§ **What to work on**
Copy the material from the line containing "Outline every instance of the headphones." through the end, substituting "earphones" for "headphones" and leaving everything else unchanged. Leave the pictures out of your copy.

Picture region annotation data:
"""
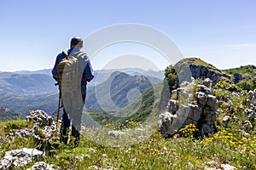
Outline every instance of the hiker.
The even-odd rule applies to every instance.
[[[66,53],[63,51],[57,55],[55,66],[52,70],[53,77],[58,82],[60,94],[61,94],[61,100],[64,105],[60,141],[67,144],[68,129],[72,124],[71,135],[75,138],[75,145],[79,144],[80,142],[79,130],[83,107],[86,96],[86,84],[94,77],[92,67],[88,56],[86,54],[80,51],[82,48],[82,38],[79,37],[73,37],[70,42],[70,49],[66,51]],[[64,81],[64,76],[62,76],[60,73],[58,74],[58,72],[60,72],[59,70],[62,69],[61,71],[64,70],[64,68],[60,69],[60,65],[63,63],[62,61],[67,59],[67,56],[73,56],[78,59],[77,63],[79,70],[77,71],[76,74],[80,75],[80,76],[79,76],[79,78],[78,78],[77,81],[73,81],[72,82],[79,84],[76,89],[64,90],[64,86],[67,86],[61,82]],[[65,76],[66,74],[63,75]]]

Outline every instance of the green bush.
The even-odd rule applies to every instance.
[[[166,68],[165,76],[171,91],[178,88],[177,74],[172,65],[170,65]]]

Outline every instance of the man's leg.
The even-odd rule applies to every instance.
[[[69,129],[69,127],[70,127],[70,120],[67,116],[67,114],[65,109],[63,109],[60,142],[64,142],[65,144],[67,143],[67,140],[68,140],[67,129]]]

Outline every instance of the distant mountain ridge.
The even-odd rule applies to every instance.
[[[117,110],[160,82],[153,76],[130,76],[114,71],[103,83],[88,88],[85,106],[96,110]]]
[[[103,71],[105,73],[104,76],[109,74],[109,72]],[[20,112],[24,115],[28,114],[28,110],[44,110],[49,114],[55,112],[57,110],[57,102],[58,102],[58,93],[57,88],[54,87],[54,81],[49,75],[38,75],[38,74],[17,74],[17,73],[3,73],[5,75],[3,76],[2,75],[2,78],[0,81],[4,82],[5,85],[0,89],[2,89],[2,93],[0,93],[0,106],[5,106],[10,108],[15,111]],[[102,75],[102,73],[99,73]],[[49,77],[50,76],[50,77]],[[21,77],[21,78],[20,78]],[[26,90],[31,90],[28,93],[23,94],[19,92],[17,94],[16,91],[12,89],[10,87],[16,88],[19,81],[23,80],[25,78],[23,84],[20,82],[19,88],[21,88],[22,93],[26,93]],[[38,77],[38,79],[35,78]],[[42,78],[43,77],[43,78]],[[44,77],[46,80],[49,80],[51,82],[44,81]],[[9,82],[12,80],[13,83]],[[114,104],[119,107],[123,107],[129,104],[129,100],[136,99],[137,95],[134,95],[134,93],[130,93],[127,99],[127,94],[132,88],[138,88],[140,93],[143,94],[145,90],[151,88],[153,85],[160,82],[160,80],[153,76],[130,76],[126,73],[123,73],[120,71],[112,72],[112,75],[107,79],[107,81],[98,83],[95,87],[88,87],[87,88],[87,97],[85,105],[90,110],[101,110],[101,106],[97,103],[97,98],[96,97],[96,92],[97,96],[100,96],[101,104],[103,105],[107,105],[108,110],[113,110],[114,108],[113,105],[108,105],[108,99],[106,96],[108,94],[108,90],[110,91],[111,99],[114,101]],[[39,83],[39,84],[38,84]],[[11,84],[11,85],[10,85]],[[40,85],[44,86],[43,88],[49,87],[51,84],[53,88],[55,88],[53,93],[42,93],[42,94],[32,94],[32,90],[30,88],[30,85]],[[6,92],[4,92],[4,90]],[[44,92],[44,90],[42,90]],[[44,88],[45,89],[45,88]],[[96,91],[95,91],[96,89]],[[35,88],[34,91],[37,91]],[[47,91],[47,90],[46,90]],[[48,90],[47,92],[52,92]],[[19,94],[19,95],[18,95]]]

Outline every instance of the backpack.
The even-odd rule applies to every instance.
[[[58,85],[60,92],[73,92],[81,86],[82,72],[79,71],[79,58],[83,52],[68,55],[67,51],[62,51],[65,58],[57,65]]]

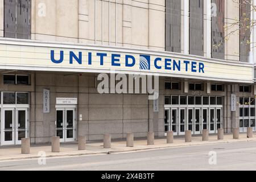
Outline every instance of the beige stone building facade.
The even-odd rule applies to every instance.
[[[255,130],[256,47],[245,42],[255,45],[256,28],[248,35],[235,23],[255,20],[251,8],[242,0],[0,0],[1,145]],[[113,71],[157,74],[158,99],[99,93],[98,75]]]

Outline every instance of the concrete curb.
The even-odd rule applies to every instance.
[[[86,155],[108,155],[108,154],[122,154],[125,152],[138,152],[143,151],[149,151],[154,150],[160,150],[171,148],[177,148],[187,146],[202,146],[202,145],[211,145],[214,144],[223,144],[229,143],[237,143],[242,142],[249,142],[255,141],[256,138],[247,138],[247,139],[233,139],[230,140],[218,140],[214,142],[192,142],[192,143],[182,143],[179,144],[165,144],[164,145],[155,145],[155,146],[145,146],[145,147],[127,147],[130,148],[126,149],[113,149],[109,151],[96,151],[96,152],[82,152],[80,151],[79,153],[65,153],[65,154],[50,154],[46,156],[46,159],[54,158],[61,158],[61,157],[72,157],[72,156],[81,156]],[[38,155],[27,156],[25,155],[27,154],[20,154],[22,156],[13,157],[13,158],[0,158],[0,162],[5,162],[9,160],[30,160],[30,159],[37,159],[41,158]]]

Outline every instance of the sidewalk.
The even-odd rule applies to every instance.
[[[104,149],[103,143],[92,143],[86,144],[86,151],[78,151],[77,143],[72,143],[62,144],[60,146],[60,152],[51,152],[51,146],[32,146],[30,154],[21,154],[20,146],[1,147],[0,147],[0,161],[9,160],[20,160],[36,159],[40,157],[40,151],[46,152],[47,158],[64,157],[71,156],[82,156],[86,155],[109,154],[126,152],[138,151],[148,150],[177,147],[188,146],[212,144],[215,143],[224,143],[230,142],[246,142],[256,140],[256,134],[254,134],[254,138],[247,138],[246,134],[240,134],[239,139],[233,139],[232,134],[225,134],[224,140],[217,140],[217,135],[210,135],[208,142],[202,142],[201,136],[192,137],[192,142],[185,143],[184,137],[174,138],[174,143],[167,144],[166,139],[155,139],[154,146],[147,146],[147,140],[134,141],[134,147],[127,147],[126,142],[113,142],[111,149]]]

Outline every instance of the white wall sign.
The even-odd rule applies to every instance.
[[[43,113],[49,113],[49,99],[50,99],[50,93],[49,90],[44,89],[43,94]]]
[[[237,110],[237,98],[235,94],[231,94],[231,111],[236,111]]]
[[[77,104],[77,98],[56,98],[56,104]]]
[[[251,63],[108,46],[5,39],[0,41],[0,66],[6,69],[79,73],[114,70],[116,73],[156,73],[241,83],[253,83],[254,78]]]
[[[159,111],[159,100],[158,99],[154,100],[154,111],[155,113]]]

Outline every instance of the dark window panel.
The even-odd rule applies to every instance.
[[[216,97],[210,97],[210,105],[216,105]]]
[[[29,85],[28,75],[17,75],[17,85]]]
[[[240,0],[240,61],[249,62],[250,44],[250,28],[247,26],[250,25],[251,18],[251,0]]]
[[[171,90],[171,83],[170,82],[166,82],[164,83],[164,89],[167,90],[167,89],[170,89]]]
[[[172,90],[179,90],[180,89],[180,83],[172,82]]]
[[[201,97],[196,97],[196,105],[202,105]]]
[[[15,75],[3,75],[3,84],[15,84]]]
[[[255,98],[251,98],[250,102],[251,105],[255,105]]]
[[[222,97],[217,97],[217,105],[222,105]]]
[[[31,0],[5,0],[5,37],[30,39]]]
[[[179,96],[172,96],[172,105],[179,104]]]
[[[18,39],[30,39],[31,0],[17,1],[16,34]]]
[[[187,105],[187,96],[180,96],[180,105]]]
[[[5,37],[16,38],[16,0],[5,0]]]
[[[239,86],[239,92],[243,92],[243,86]]]
[[[250,92],[250,86],[243,86],[243,92]]]
[[[15,104],[15,93],[13,92],[4,92],[3,104]]]
[[[217,16],[212,16],[212,57],[225,59],[225,0],[212,0],[217,6]]]
[[[28,93],[17,93],[16,97],[17,104],[28,104]]]
[[[216,91],[216,85],[212,85],[211,90],[212,91]]]
[[[204,56],[204,1],[189,1],[189,53]]]
[[[195,97],[188,97],[188,105],[195,105]]]
[[[166,105],[171,105],[171,96],[167,96],[164,97],[164,104]]]
[[[202,91],[203,89],[203,84],[196,84],[195,85],[196,90],[200,90]]]
[[[224,89],[223,89],[222,85],[216,85],[216,91],[223,92]]]
[[[209,105],[209,97],[204,97],[203,98],[203,105]]]
[[[195,84],[189,84],[189,90],[195,90]]]
[[[166,0],[166,51],[181,52],[180,0]]]

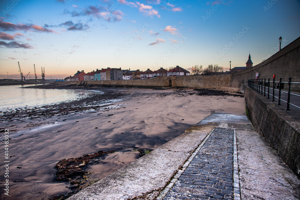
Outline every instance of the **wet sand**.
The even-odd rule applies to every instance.
[[[112,103],[109,109],[95,106],[93,110],[68,112],[64,105],[52,106],[51,115],[45,113],[31,119],[10,116],[9,120],[0,122],[0,130],[10,131],[12,156],[9,159],[10,196],[2,191],[1,199],[47,199],[74,190],[76,187],[67,182],[54,180],[54,168],[64,159],[116,151],[88,166],[87,176],[92,183],[139,157],[134,149],[155,149],[213,111],[245,113],[244,98],[239,97],[200,96],[199,91],[188,89],[113,91],[122,94],[113,98],[122,100]],[[4,135],[0,133],[2,147]],[[3,169],[3,159],[0,159],[0,167]],[[1,178],[2,190],[4,183]]]

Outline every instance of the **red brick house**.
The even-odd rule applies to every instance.
[[[168,76],[189,76],[190,72],[178,66],[174,69],[170,69],[168,72]]]
[[[81,72],[79,71],[77,71],[77,73],[74,74],[74,80],[75,81],[84,81],[84,75],[86,74],[83,70],[82,70]]]
[[[153,77],[164,77],[167,76],[168,71],[160,67],[160,68],[158,70],[154,71],[153,72]]]
[[[93,81],[94,80],[94,75],[96,72],[94,70],[93,70],[93,71],[88,72],[84,76],[84,80],[85,81]]]

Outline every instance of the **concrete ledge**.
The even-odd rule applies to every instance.
[[[300,120],[248,87],[244,90],[248,116],[255,130],[300,177]]]
[[[192,127],[68,199],[154,199],[214,125]]]

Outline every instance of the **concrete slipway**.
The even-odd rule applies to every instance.
[[[209,170],[195,166],[203,163],[200,158],[206,147],[225,139],[222,130],[230,133],[226,135],[233,143],[232,148],[222,149],[233,155],[233,162],[225,165],[225,169],[232,169],[229,170],[232,175],[226,177],[229,174],[224,172],[227,179],[213,179],[206,171]],[[212,138],[216,132],[220,139]],[[221,156],[214,156],[217,160]],[[204,161],[211,168],[214,167],[208,160]],[[195,172],[195,169],[200,172]],[[203,172],[208,174],[201,174]],[[188,178],[189,174],[191,178]],[[200,178],[195,178],[196,175]],[[68,199],[299,199],[300,181],[254,130],[246,117],[215,112],[180,136]]]

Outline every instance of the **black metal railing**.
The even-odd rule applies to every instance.
[[[288,82],[283,82],[281,78],[279,79],[279,81],[275,81],[275,78],[273,78],[272,81],[270,81],[270,79],[268,79],[268,80],[266,79],[256,79],[243,80],[242,84],[248,85],[264,97],[267,96],[267,99],[270,99],[271,96],[272,98],[272,101],[275,101],[275,99],[278,100],[278,106],[281,105],[281,101],[286,103],[286,110],[290,110],[290,106],[292,106],[300,109],[300,94],[291,92],[291,85],[298,84],[297,86],[300,86],[300,83],[292,82],[291,77],[289,78]],[[288,87],[286,87],[288,88],[288,89],[283,90],[284,85],[286,84],[287,84]],[[267,90],[267,91],[266,91],[266,89]],[[271,92],[270,90],[272,91]],[[292,102],[291,102],[291,96],[293,100]],[[286,100],[285,100],[284,99]]]

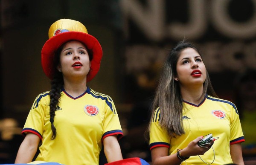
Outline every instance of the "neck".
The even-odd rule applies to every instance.
[[[82,80],[70,80],[64,78],[64,89],[66,92],[74,98],[79,96],[87,89],[86,77]]]
[[[185,101],[198,105],[202,101],[201,96],[204,87],[201,85],[192,87],[180,87],[180,93],[182,99]]]

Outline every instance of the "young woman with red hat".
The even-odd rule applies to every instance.
[[[112,98],[88,87],[102,55],[98,41],[81,23],[69,19],[51,26],[41,51],[50,91],[39,94],[29,112],[15,163],[35,160],[65,165],[99,164],[102,145],[108,162],[122,159],[123,133]]]
[[[218,98],[201,54],[189,43],[168,55],[148,133],[153,165],[244,164],[237,109]],[[201,142],[205,135],[209,140]]]

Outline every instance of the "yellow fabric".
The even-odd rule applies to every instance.
[[[53,23],[50,27],[48,32],[49,39],[54,36],[57,29],[68,30],[70,32],[79,32],[88,34],[87,29],[80,22],[68,19],[62,19]]]
[[[151,148],[158,146],[170,147],[169,154],[176,154],[177,149],[185,148],[198,136],[212,133],[213,137],[219,137],[212,146],[215,158],[212,165],[232,163],[230,144],[244,141],[239,116],[235,105],[230,101],[209,96],[207,96],[204,102],[199,106],[185,102],[183,105],[187,108],[183,109],[183,114],[182,122],[185,133],[171,138],[160,126],[160,122],[156,121],[156,119],[161,117],[160,113],[157,113],[157,115],[151,124]],[[213,114],[212,112],[216,110],[224,112],[225,117],[220,119]],[[213,150],[210,149],[201,156],[206,162],[211,162],[214,158]],[[187,165],[205,164],[198,156],[190,156],[186,162]],[[186,162],[183,162],[182,164],[186,165]]]
[[[67,165],[98,165],[102,138],[122,135],[111,98],[89,88],[76,98],[65,91],[61,94],[54,117],[55,139],[51,139],[49,92],[35,99],[25,124],[23,133],[30,132],[42,138],[36,160]],[[98,113],[89,116],[85,110],[87,105],[94,106]]]

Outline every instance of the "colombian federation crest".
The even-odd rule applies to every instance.
[[[221,110],[213,110],[212,111],[212,114],[214,116],[219,119],[223,119],[226,117],[225,113]]]
[[[93,116],[99,113],[99,108],[95,105],[87,105],[84,106],[84,112],[90,116]]]

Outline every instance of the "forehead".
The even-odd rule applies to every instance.
[[[196,50],[192,48],[187,48],[184,49],[180,52],[179,59],[180,60],[184,58],[195,58],[198,56],[201,56]]]
[[[67,48],[68,47],[82,47],[86,49],[84,45],[79,41],[71,41],[67,42],[63,46],[63,48]]]

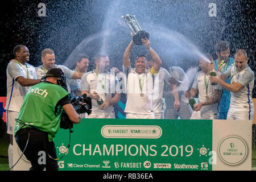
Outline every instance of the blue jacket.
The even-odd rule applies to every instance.
[[[225,72],[228,68],[231,67],[234,64],[234,59],[233,58],[229,57],[226,65],[223,65],[221,68],[218,70],[218,60],[216,59],[214,61],[215,69],[219,72],[223,73]],[[230,84],[231,77],[228,78],[225,82],[228,84]],[[220,105],[218,110],[220,112],[228,112],[229,108],[229,104],[230,103],[230,92],[223,89],[223,93],[221,96],[221,100],[220,101]]]

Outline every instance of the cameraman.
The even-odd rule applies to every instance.
[[[58,170],[53,138],[60,127],[62,109],[75,124],[81,118],[70,104],[69,94],[60,85],[63,84],[63,72],[60,68],[51,68],[46,80],[32,86],[24,97],[15,129],[16,142],[31,163],[30,171]],[[45,164],[39,163],[44,151]],[[39,153],[42,154],[42,153]]]

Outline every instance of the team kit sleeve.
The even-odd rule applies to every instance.
[[[75,72],[69,69],[68,67],[63,65],[58,65],[57,68],[61,69],[63,72],[64,77],[68,77],[69,78],[72,78],[73,75],[74,75]]]
[[[7,71],[10,76],[15,80],[20,76],[23,76],[19,65],[15,62],[11,62],[8,64]]]
[[[195,76],[194,82],[193,82],[192,86],[192,88],[197,89],[197,90],[198,90],[197,77],[200,73],[200,72],[198,72],[197,73],[196,73],[196,76]]]
[[[254,79],[254,74],[253,72],[247,71],[245,72],[241,76],[238,82],[241,84],[243,86],[246,86],[248,84]]]
[[[81,79],[81,90],[90,91],[90,85],[87,81],[87,76],[90,72],[84,74]]]
[[[223,75],[225,75],[227,78],[230,77],[231,76],[231,69],[233,68],[233,67],[230,67],[228,68],[227,70],[223,72]]]

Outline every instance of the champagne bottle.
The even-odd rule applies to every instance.
[[[190,106],[192,109],[194,109],[194,104],[196,104],[196,101],[194,98],[191,98],[188,100],[188,103],[189,103]]]
[[[98,104],[99,105],[101,105],[103,104],[104,101],[101,98],[100,98],[100,100],[97,101],[97,104]]]
[[[215,72],[215,70],[214,69],[213,69],[213,70],[210,72],[210,76],[217,76],[217,74]],[[212,85],[217,85],[216,83],[210,83],[210,84]]]

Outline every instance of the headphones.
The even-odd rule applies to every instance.
[[[60,69],[60,68],[59,68]],[[61,70],[61,69],[60,69]],[[52,75],[45,75],[43,76],[41,78],[41,82],[45,82],[46,81],[46,78],[49,77],[53,77]],[[60,75],[59,76],[59,77],[56,77],[57,78],[57,85],[61,86],[61,87],[65,87],[65,77],[64,76],[64,73],[61,70]]]

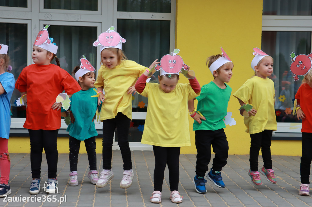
"""
§ **Reply to the exercise**
Outline every instance of the earphones.
The even-odd rule applies to every instance.
[[[60,69],[60,68],[59,68]],[[61,70],[61,69],[60,69]],[[52,75],[45,75],[43,76],[41,78],[41,82],[45,82],[46,81],[46,78],[49,77],[53,77]],[[60,75],[59,76],[59,77],[56,77],[57,78],[57,85],[61,86],[61,87],[65,87],[65,77],[64,76],[64,73],[61,70]]]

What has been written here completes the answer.